** JOB **
Write out, precisely and in full, each line of the material.
── DATA EXCERPTS
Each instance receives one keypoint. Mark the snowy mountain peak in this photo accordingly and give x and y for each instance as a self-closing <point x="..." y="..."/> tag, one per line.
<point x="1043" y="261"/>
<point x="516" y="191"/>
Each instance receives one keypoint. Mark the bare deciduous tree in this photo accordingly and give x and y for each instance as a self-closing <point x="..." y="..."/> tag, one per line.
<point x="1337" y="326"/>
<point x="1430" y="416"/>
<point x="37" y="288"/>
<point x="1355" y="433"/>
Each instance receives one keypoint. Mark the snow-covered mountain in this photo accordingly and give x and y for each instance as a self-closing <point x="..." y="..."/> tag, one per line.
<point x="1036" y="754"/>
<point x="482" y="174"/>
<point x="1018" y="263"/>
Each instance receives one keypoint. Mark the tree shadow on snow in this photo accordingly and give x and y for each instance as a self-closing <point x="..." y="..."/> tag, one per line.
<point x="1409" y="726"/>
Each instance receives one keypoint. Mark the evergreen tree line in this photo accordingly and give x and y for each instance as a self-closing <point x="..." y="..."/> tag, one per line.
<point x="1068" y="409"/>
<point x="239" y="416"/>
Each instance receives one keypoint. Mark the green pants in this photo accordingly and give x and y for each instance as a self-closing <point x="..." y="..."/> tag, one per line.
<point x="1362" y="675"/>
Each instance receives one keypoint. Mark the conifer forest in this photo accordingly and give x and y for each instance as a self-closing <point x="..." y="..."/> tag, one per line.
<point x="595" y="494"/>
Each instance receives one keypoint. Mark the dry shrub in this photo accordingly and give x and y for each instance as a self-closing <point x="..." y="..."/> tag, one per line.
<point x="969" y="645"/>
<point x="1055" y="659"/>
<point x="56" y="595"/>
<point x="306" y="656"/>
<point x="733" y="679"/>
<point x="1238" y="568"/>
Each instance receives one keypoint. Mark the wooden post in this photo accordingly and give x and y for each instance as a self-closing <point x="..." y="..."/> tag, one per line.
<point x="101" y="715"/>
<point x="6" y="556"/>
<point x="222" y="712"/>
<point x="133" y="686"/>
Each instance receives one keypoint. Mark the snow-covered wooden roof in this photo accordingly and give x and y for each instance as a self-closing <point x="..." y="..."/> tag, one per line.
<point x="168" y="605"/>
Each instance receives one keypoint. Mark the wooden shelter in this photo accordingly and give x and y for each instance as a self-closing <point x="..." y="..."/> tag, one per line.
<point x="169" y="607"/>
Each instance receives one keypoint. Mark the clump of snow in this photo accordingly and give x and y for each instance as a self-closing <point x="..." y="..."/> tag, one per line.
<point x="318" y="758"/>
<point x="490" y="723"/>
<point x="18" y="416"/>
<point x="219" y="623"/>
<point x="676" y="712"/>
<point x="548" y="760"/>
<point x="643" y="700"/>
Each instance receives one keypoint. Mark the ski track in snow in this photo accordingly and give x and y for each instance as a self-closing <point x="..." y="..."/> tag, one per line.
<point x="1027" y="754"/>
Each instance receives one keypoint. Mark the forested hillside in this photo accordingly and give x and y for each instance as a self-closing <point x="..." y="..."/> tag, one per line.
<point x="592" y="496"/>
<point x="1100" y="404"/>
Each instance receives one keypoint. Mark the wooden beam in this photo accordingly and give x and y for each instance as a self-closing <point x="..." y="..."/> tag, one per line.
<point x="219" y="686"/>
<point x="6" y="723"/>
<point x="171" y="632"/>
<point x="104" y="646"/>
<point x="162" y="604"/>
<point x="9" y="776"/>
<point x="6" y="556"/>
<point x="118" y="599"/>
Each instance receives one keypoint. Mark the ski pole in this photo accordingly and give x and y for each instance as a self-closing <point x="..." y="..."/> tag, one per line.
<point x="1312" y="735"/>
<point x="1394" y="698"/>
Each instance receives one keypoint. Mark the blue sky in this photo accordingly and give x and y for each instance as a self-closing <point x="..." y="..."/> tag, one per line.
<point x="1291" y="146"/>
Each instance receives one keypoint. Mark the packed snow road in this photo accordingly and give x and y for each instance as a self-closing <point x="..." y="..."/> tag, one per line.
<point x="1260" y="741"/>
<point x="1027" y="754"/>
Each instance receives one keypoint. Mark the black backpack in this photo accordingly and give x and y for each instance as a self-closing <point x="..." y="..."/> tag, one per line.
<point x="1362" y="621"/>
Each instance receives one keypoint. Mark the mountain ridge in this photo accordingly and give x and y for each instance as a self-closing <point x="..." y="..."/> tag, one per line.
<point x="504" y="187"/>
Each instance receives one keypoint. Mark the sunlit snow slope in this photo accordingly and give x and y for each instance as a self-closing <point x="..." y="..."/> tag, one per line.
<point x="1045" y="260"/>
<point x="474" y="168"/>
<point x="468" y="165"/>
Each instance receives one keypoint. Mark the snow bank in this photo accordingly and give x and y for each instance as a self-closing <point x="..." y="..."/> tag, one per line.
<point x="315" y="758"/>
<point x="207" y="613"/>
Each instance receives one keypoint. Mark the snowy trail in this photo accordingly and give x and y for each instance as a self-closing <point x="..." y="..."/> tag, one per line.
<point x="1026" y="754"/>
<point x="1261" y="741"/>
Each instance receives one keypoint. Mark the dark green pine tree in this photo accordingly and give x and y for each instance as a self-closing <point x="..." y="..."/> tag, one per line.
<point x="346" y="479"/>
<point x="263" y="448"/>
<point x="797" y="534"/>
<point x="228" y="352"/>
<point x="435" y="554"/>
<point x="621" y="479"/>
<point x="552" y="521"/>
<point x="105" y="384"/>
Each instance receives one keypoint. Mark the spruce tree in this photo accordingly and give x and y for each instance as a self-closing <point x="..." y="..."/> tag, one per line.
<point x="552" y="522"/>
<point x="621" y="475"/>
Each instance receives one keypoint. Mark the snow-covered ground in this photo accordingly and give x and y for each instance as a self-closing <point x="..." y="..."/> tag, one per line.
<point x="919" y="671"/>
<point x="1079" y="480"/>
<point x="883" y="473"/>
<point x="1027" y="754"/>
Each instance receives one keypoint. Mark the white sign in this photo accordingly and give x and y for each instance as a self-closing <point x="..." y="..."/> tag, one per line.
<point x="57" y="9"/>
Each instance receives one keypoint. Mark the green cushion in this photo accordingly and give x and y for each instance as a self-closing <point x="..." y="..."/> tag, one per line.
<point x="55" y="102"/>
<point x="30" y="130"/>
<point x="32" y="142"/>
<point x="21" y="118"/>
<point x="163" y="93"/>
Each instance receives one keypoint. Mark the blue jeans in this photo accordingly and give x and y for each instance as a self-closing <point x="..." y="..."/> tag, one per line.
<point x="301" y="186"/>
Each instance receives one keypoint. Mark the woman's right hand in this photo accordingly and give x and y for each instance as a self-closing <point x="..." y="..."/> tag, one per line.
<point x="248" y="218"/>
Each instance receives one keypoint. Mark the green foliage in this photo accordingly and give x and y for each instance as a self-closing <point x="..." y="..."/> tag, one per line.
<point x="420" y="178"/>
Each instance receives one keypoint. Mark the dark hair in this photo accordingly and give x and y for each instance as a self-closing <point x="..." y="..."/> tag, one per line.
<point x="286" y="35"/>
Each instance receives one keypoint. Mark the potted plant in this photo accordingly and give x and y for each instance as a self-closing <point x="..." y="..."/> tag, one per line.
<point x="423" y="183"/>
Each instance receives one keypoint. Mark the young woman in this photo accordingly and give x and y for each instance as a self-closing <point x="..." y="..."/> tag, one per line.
────
** FULL OUTPUT **
Each instance receives one keypoint. Mark the snowy mountain peak in this photo accordingly and give x and y for each instance as a self-closing <point x="..." y="..."/> tag, one per line.
<point x="1043" y="261"/>
<point x="516" y="191"/>
Each instance receives one keypoint. Mark the bare deciduous tree in this photo accordingly and give x and y for each instance as a self-closing <point x="..." y="..."/> tag, one per line.
<point x="1337" y="326"/>
<point x="1430" y="416"/>
<point x="37" y="288"/>
<point x="1355" y="433"/>
Each instance receives one keypoint. Mark the snow-covered mountain in this photo accordingly and give x and y for each instance as a self-closing <point x="..." y="..."/> tag, one per line.
<point x="1036" y="754"/>
<point x="482" y="174"/>
<point x="1018" y="263"/>
Each instance receives one keypoint. Mark the tree shadow on snow in this photo accordingly and give x and y for each instance as a self-closing <point x="..." y="..."/> tag, one per line.
<point x="1409" y="726"/>
Each instance receives one keypoint. Mark the evergreen tree line in this photo accordingly and give x and y for each instance as a self-closing <point x="..." y="..."/> tag, one per line.
<point x="1068" y="409"/>
<point x="239" y="416"/>
Each instance receives one keypoint. Mark the green pants in this photo accordingly and give x and y for each instance as a self-closing <point x="..." y="..."/> tag, one per line.
<point x="1362" y="675"/>
Each instance receives one keypoint. Mark the conifer forest in this photo accordingly and give x and y for each instance as a self-closing <point x="..." y="..."/> tag, one per line.
<point x="595" y="494"/>
Each instance receives one keypoint. Mark the dry shrub in this photo accordingly and give x and y for each instance as a self-closing <point x="..." y="..."/> tag, one per line.
<point x="969" y="645"/>
<point x="1055" y="659"/>
<point x="56" y="595"/>
<point x="306" y="656"/>
<point x="733" y="679"/>
<point x="1238" y="568"/>
Each instance receives one keypoint. Mark the wooden post in this photo accordingly and give x and y for each instance as a self-closing <point x="..." y="..."/> tag, one per line.
<point x="101" y="715"/>
<point x="6" y="556"/>
<point x="222" y="712"/>
<point x="133" y="686"/>
Each instance receives one keypoint. Mark the snow-covered wooden roof in this photo accordingly and give x and y for each instance as a self-closing <point x="..." y="..."/> tag, one per line.
<point x="168" y="605"/>
Each instance receives one keypoint. Mark the wooden shelter in this photo accordingly and give x and y for each instance as a self-closing <point x="..." y="..."/> tag, one per line.
<point x="169" y="607"/>
Each instance receives one keypoint. Mark the clump of snow in this photo accordingly and give x and y for each instance as a self-closing <point x="..." y="..."/> tag, one per line.
<point x="318" y="758"/>
<point x="490" y="723"/>
<point x="18" y="416"/>
<point x="219" y="623"/>
<point x="676" y="712"/>
<point x="548" y="760"/>
<point x="643" y="700"/>
Each instance receives one keypoint. Mark the ski track in snow in this photo accordingly and give x and y for each instance as a self-closing <point x="..." y="..."/> tag, one per line.
<point x="1027" y="754"/>
Each instance receives one keypoint. Mark the forested hillside in this photo accordingly and give x and y for each instance as a self-closing <point x="..." y="..."/> tag, one per line.
<point x="592" y="496"/>
<point x="1100" y="404"/>
Each instance receives one keypoint. Mark the wooden beam in this photo accordingly and give x and y for each instance as a self-closing <point x="..." y="..."/> tag, one per line.
<point x="219" y="686"/>
<point x="6" y="723"/>
<point x="171" y="632"/>
<point x="104" y="646"/>
<point x="162" y="604"/>
<point x="9" y="776"/>
<point x="6" y="556"/>
<point x="118" y="599"/>
Each instance receives one keypoint. Mark the ski pole in this photo accordingly and give x and y for each instance as a self-closing <point x="..." y="..."/> tag, one per line.
<point x="1312" y="735"/>
<point x="1394" y="698"/>
Each instance receives one keypoint. Mark the blue sky in this photo accordingly and give x and y for each instance as a self-closing <point x="..." y="..."/> tag, one per line.
<point x="1291" y="146"/>
Each instance receives one keypoint. Mark the packed snow road in this photo accordingly and give x and y for each instance as a self-closing <point x="..." y="..."/> tag, one per line.
<point x="1260" y="741"/>
<point x="1027" y="754"/>
Each instance receives one keypoint. Mark the black backpack in this photo accordingly and give x and y for each instance as a self-closing <point x="..." y="..."/> tag, one per line.
<point x="1362" y="621"/>
Each instance receives one keypoint. Mark the mountain ridge in this photo accordingly and give x and y for each instance as a self-closing <point x="..." y="..."/> tag, one per line.
<point x="504" y="187"/>
Each instance receives one keypoint. Mark the sunlit snow slope in this photo accordingly and give x and y for each instance as a self-closing <point x="..." y="..."/> tag, one per line.
<point x="1045" y="260"/>
<point x="474" y="168"/>
<point x="468" y="165"/>
Each instance receives one keypoint. Mark the snow bank in this photo accordingly and give x and y for each instance as a self-closing <point x="..." y="..."/> tag, one per line.
<point x="315" y="758"/>
<point x="207" y="613"/>
Each instance receives one keypoint. Mark the snowy trail in this photo accordingly and give x and y for each instance as a self-closing <point x="..." y="..."/> tag, one per line.
<point x="1026" y="754"/>
<point x="1261" y="741"/>
Each instance receives one keypoint. Mark the dark green pine tree in this photo accordingly and give x and y for each instance as a self-closing <point x="..." y="..."/> tag, one per line.
<point x="346" y="479"/>
<point x="263" y="448"/>
<point x="797" y="534"/>
<point x="228" y="352"/>
<point x="435" y="554"/>
<point x="621" y="479"/>
<point x="552" y="521"/>
<point x="105" y="384"/>
Each instance receives one keypoint. Mark the spruce tree in this photo accordingly and give x and y for each instance as a self-closing <point x="..." y="..."/> tag, one per line.
<point x="552" y="522"/>
<point x="621" y="475"/>
Each instance receives one keypoint. Mark the snow-covered ground in this photo accordingly and give x and y for each instance as a self-closing <point x="..." y="..."/> tag, one per line.
<point x="919" y="671"/>
<point x="1079" y="480"/>
<point x="883" y="473"/>
<point x="1027" y="754"/>
Each instance receives one keypoint. Mark the white sign in this photo accordingly and give x and y for each instance as a self-closing <point x="..." y="..."/> tag, one per line.
<point x="57" y="9"/>
Each instance receives one keypoint. Mark the green cushion in this photo accordingly and give x and y for each instance as a self-closing <point x="..." y="..."/> tag, one per line.
<point x="55" y="102"/>
<point x="30" y="130"/>
<point x="32" y="142"/>
<point x="21" y="118"/>
<point x="163" y="93"/>
Each instance receives one keypoint. Mark the blue jeans in this photo accordingly and give x and y for each instance as a self-closing <point x="..." y="..."/> tag, one per line.
<point x="301" y="186"/>
Each instance receives one keypoint. Mark the woman's right hand in this photo accordingly and give x and y for each instance as a self-closing <point x="..." y="..."/> tag, one per line.
<point x="248" y="218"/>
Each instance receives one keypoint. Mark the green foliage in this photo accordingly and give x and y for each instance as a self-closing <point x="..." y="..."/> tag, one per line.
<point x="420" y="178"/>
Each instance receives one keypoint. Mark the dark hair in this photo accordingly and give x and y for each instance as a self-closing <point x="..." y="..."/> tag, one per line.
<point x="286" y="35"/>
Each instance receives one keypoint. Mark the potted plant in this photo accordingly and give x and y for each instance as a self-closing <point x="..." y="..."/> tag, one per line.
<point x="423" y="183"/>
Each instance receives one keypoint. Mark the young woman in this photo accordingly and give x and y for each instance as a self-closing <point x="..." y="..."/> tag, one per line.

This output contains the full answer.